---------- SUPPLIED RECORDS

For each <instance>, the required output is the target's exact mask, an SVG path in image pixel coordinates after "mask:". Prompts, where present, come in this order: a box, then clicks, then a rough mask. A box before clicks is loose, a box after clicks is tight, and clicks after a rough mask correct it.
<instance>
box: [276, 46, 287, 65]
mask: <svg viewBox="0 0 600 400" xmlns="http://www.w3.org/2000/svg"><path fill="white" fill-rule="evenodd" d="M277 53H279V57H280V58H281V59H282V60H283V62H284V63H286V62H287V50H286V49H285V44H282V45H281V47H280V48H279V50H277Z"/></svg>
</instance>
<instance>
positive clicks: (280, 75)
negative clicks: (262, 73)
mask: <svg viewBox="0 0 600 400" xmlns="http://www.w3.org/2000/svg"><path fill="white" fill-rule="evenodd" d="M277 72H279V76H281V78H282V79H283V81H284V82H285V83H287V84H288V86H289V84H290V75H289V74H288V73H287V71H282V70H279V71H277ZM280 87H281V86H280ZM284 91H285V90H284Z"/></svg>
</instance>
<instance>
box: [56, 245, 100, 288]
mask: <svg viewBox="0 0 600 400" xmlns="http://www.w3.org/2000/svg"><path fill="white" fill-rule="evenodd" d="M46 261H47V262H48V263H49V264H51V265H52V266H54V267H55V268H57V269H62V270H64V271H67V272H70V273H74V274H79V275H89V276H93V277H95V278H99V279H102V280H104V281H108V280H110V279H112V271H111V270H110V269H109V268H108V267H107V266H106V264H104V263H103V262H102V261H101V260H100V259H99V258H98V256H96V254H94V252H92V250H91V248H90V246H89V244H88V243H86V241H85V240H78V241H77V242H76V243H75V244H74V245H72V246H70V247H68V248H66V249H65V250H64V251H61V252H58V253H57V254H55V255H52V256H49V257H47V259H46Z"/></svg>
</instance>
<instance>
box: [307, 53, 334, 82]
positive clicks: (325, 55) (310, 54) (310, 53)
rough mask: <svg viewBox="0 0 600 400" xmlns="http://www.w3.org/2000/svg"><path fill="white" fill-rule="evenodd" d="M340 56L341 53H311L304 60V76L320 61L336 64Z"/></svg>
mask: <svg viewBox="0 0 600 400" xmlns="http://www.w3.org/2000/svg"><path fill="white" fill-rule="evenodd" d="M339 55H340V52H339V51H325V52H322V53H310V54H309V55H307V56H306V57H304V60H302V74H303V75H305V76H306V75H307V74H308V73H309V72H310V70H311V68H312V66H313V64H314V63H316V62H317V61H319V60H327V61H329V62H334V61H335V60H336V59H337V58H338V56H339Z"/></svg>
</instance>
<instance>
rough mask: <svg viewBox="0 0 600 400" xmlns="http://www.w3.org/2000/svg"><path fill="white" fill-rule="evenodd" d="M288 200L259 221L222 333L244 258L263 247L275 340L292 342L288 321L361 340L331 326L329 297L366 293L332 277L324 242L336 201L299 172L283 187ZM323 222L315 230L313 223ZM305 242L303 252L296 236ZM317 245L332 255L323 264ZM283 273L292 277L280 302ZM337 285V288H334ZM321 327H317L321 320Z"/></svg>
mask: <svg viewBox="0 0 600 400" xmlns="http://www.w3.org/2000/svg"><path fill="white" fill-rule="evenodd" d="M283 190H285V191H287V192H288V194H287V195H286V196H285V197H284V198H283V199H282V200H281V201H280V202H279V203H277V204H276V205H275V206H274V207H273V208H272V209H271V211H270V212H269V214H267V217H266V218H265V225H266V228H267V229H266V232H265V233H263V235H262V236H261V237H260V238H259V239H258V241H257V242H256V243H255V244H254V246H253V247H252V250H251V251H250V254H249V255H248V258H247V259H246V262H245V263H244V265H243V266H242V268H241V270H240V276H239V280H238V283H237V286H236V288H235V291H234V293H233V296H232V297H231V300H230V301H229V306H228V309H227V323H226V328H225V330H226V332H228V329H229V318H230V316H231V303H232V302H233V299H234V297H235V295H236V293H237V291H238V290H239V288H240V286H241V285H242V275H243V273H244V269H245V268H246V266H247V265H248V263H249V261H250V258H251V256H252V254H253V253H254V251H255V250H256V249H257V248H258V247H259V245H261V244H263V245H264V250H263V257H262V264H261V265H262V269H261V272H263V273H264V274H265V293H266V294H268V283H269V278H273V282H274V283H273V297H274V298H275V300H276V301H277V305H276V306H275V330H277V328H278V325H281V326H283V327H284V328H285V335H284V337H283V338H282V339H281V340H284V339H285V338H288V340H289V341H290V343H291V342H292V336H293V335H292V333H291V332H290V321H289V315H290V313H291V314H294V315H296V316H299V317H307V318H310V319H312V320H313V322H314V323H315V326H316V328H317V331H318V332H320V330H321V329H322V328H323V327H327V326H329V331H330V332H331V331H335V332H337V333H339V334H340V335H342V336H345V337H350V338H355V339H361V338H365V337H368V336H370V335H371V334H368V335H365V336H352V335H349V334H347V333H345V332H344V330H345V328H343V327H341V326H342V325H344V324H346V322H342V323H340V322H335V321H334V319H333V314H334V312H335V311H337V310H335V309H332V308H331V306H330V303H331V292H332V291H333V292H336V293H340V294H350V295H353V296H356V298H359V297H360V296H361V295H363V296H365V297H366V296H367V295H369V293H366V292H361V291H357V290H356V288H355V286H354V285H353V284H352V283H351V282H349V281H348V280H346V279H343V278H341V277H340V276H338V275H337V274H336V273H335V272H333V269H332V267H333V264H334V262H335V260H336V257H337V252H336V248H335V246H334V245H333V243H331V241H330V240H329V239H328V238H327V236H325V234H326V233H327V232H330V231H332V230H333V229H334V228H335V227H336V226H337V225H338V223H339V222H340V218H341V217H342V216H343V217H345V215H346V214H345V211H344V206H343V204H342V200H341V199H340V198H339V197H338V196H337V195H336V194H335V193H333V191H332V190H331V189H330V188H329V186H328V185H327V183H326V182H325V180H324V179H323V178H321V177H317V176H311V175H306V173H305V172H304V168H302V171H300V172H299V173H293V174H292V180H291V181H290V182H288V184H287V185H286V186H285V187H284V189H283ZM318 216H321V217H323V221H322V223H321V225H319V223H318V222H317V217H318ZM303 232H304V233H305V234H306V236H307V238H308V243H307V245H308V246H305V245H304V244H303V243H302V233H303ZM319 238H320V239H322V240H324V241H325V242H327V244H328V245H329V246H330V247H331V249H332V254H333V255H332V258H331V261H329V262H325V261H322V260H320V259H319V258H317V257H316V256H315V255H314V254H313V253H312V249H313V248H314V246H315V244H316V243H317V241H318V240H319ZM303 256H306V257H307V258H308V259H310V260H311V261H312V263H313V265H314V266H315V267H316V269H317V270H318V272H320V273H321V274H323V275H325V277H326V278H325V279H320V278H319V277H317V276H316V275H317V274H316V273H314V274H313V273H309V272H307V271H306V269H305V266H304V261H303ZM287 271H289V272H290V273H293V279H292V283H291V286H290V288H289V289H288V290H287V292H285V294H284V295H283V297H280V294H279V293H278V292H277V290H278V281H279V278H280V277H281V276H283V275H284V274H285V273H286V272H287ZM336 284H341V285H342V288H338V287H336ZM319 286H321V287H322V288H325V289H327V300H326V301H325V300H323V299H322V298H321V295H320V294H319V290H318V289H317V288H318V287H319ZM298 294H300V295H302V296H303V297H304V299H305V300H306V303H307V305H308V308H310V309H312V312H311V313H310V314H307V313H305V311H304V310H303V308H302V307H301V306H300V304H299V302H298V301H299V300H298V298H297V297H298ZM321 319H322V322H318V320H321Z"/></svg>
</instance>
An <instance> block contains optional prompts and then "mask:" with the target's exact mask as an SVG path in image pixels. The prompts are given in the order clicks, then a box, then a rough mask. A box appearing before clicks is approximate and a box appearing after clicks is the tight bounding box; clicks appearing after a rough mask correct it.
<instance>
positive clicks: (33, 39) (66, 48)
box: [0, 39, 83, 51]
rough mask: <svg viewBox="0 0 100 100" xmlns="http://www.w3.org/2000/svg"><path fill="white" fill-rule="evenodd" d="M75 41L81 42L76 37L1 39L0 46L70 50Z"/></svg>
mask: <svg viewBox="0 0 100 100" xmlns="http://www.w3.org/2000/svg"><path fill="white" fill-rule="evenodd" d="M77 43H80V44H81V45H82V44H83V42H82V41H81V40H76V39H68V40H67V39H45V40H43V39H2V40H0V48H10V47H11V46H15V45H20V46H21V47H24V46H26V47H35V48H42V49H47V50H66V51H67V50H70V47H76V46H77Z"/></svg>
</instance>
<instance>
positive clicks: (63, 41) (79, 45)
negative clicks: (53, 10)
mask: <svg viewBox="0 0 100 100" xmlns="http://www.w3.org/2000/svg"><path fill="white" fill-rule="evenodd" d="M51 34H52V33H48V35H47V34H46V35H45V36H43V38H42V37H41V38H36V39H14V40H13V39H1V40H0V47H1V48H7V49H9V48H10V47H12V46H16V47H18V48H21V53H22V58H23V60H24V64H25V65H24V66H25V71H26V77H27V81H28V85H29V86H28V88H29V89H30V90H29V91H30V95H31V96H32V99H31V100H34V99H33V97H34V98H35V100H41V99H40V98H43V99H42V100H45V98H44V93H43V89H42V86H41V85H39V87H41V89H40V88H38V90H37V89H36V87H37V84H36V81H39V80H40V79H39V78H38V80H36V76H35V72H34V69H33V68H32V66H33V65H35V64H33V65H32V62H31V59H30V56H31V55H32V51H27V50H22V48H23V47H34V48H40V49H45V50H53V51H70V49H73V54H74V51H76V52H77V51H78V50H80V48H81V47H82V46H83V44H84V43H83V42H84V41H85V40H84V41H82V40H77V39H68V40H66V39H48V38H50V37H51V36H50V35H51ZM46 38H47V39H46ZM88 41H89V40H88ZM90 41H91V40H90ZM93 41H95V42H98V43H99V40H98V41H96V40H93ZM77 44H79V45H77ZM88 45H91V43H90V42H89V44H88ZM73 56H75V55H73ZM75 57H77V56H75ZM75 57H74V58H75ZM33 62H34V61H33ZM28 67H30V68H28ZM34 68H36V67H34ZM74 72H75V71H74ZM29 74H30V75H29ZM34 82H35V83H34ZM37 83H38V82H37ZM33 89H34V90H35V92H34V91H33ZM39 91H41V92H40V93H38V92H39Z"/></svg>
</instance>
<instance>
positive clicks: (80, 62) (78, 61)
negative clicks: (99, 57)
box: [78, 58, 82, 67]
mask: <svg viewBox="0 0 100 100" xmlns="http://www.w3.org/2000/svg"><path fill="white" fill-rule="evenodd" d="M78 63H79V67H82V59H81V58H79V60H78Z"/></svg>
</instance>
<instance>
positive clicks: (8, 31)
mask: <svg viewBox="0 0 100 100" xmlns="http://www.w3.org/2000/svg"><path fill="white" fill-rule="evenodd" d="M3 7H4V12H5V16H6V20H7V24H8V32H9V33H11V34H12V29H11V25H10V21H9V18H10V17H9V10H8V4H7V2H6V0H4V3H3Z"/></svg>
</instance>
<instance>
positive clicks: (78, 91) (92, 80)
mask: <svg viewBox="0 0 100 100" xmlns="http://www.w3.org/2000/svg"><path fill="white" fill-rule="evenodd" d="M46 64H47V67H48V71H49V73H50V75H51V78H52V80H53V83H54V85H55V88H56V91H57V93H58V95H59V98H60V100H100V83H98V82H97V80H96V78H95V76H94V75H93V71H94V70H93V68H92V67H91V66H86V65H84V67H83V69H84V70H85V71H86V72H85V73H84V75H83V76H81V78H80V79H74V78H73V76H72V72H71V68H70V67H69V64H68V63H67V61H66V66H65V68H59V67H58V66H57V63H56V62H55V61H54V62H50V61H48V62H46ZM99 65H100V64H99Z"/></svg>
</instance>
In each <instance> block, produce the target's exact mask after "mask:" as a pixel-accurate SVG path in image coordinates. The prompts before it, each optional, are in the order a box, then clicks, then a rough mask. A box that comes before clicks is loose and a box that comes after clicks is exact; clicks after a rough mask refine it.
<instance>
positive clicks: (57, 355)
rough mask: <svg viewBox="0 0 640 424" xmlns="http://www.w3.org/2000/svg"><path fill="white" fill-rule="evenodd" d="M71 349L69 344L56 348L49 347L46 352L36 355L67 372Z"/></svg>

--------------------

EXERCISE INSTRUCTIONS =
Reproduce without alteration every line of the entries, beginning with the first line and continuing through the line that contains "box: [276, 46, 287, 65]", with that line included.

WRITTEN SOLUTION =
For each <instance>, the required output is the target's exact mask, an SVG path in image pixel coordinates after "mask:". Prompts, where present, come in this order: a box, then clicks, then a rough mask. A box before clicks is loose, a box after clicks is tight, and clicks after a rough mask correct it.
<instance>
box: [276, 46, 287, 65]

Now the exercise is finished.